Rows from a pointing dataset

>> start

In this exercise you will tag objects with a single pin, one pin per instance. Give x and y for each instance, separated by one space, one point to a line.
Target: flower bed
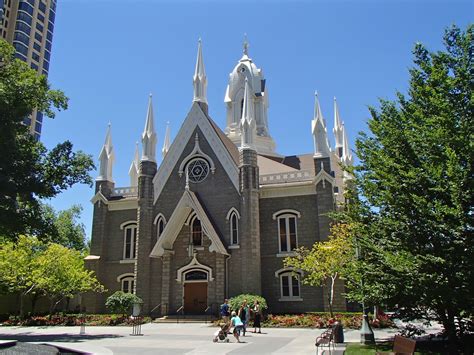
323 320
72 320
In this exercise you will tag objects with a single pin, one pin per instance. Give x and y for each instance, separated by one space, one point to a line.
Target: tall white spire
106 158
134 168
166 143
149 135
199 78
247 123
338 130
319 131
346 151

>> end

TASK PROMPT: Rewrite the material above, changing every "pin" to "marker" and keeping everything else the same, but leave out the picture lines.

SOLVED EXERCISE:
In this exercise you will tag objects with a single marker, one marker per instance. Give x and y for each instance, separated by one space, one point to a line.
Target: flower bed
323 320
72 320
In this exercise you will tag objects with a single marker, one marker per instance. Give x and y for each instance, separated by one space, one point to a line.
Target: tall white spire
106 158
134 168
166 143
149 135
199 78
247 123
338 130
319 131
346 151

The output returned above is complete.